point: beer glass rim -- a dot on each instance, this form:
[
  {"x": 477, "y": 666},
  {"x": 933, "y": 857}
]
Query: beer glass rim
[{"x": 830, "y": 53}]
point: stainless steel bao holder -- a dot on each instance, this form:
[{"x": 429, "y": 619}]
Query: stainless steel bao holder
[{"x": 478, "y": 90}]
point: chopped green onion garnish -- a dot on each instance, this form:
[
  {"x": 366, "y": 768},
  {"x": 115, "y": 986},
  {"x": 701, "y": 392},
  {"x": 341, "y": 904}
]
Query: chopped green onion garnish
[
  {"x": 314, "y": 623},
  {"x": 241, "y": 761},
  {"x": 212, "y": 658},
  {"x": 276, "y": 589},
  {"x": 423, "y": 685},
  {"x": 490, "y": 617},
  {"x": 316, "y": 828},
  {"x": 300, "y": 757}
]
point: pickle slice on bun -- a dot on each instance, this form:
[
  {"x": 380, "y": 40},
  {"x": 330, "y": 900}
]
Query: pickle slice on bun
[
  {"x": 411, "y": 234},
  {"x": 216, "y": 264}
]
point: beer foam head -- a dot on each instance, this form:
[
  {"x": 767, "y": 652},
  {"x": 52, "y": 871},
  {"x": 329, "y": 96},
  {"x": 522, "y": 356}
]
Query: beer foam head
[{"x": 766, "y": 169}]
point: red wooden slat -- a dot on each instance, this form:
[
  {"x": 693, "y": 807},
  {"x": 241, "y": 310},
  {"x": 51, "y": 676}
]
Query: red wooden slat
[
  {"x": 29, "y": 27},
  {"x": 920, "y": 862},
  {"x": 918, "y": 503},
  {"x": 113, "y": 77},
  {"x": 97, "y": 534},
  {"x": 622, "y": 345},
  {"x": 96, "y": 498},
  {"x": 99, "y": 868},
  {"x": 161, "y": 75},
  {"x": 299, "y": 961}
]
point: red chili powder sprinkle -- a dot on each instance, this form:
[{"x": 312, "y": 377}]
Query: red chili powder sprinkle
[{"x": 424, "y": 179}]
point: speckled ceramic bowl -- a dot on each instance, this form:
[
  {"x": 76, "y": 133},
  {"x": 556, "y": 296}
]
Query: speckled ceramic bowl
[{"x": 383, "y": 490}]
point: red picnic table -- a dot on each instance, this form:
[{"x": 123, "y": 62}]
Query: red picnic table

* * *

▸ 과제 목표:
위의 기록을 처음부터 끝까지 한 글자도 바꾸지 말고 그대로 다시 적으세요.

▸ 예상 답안:
point: beer glass rim -- a dot on each instance, this form:
[
  {"x": 477, "y": 666},
  {"x": 933, "y": 857}
]
Query: beer glass rim
[{"x": 830, "y": 53}]
point: stainless steel bao holder -- a dot on each instance, this form:
[{"x": 429, "y": 619}]
Query: stainless steel bao holder
[{"x": 478, "y": 90}]
point: chopped green onion garnish -- a dot on each instance, this form:
[
  {"x": 366, "y": 768},
  {"x": 115, "y": 986},
  {"x": 701, "y": 392},
  {"x": 341, "y": 904}
]
Query: chopped green onion garnish
[
  {"x": 314, "y": 623},
  {"x": 241, "y": 761},
  {"x": 212, "y": 658},
  {"x": 276, "y": 589},
  {"x": 423, "y": 685},
  {"x": 490, "y": 617},
  {"x": 316, "y": 828},
  {"x": 300, "y": 757}
]
point: pickle slice on bun -- a dot on each instance, this form:
[
  {"x": 380, "y": 40},
  {"x": 330, "y": 900}
]
Query: pickle slice on bun
[
  {"x": 411, "y": 234},
  {"x": 216, "y": 264}
]
point: beer foam head -- a dot on each instance, this form:
[
  {"x": 767, "y": 652},
  {"x": 52, "y": 871},
  {"x": 329, "y": 96},
  {"x": 522, "y": 356}
]
Query: beer foam head
[{"x": 766, "y": 169}]
point: red wooden slat -- a dot on each instance, this form:
[
  {"x": 693, "y": 807},
  {"x": 241, "y": 310},
  {"x": 51, "y": 676}
]
Query: red wooden slat
[
  {"x": 29, "y": 27},
  {"x": 920, "y": 862},
  {"x": 918, "y": 503},
  {"x": 113, "y": 77},
  {"x": 97, "y": 534},
  {"x": 622, "y": 345},
  {"x": 96, "y": 498},
  {"x": 99, "y": 868},
  {"x": 161, "y": 75},
  {"x": 299, "y": 961}
]
point: red chili powder sprinkle -- a dot on each instance, this form:
[{"x": 312, "y": 377}]
Query: red chili powder sprinkle
[{"x": 424, "y": 179}]
point: speckled ceramic bowl -- a dot on each instance, this form:
[
  {"x": 76, "y": 133},
  {"x": 556, "y": 296}
]
Query: speckled ceramic bowl
[{"x": 383, "y": 490}]
point: red picnic table -- a dot on each instance, this form:
[{"x": 123, "y": 62}]
Query: red picnic table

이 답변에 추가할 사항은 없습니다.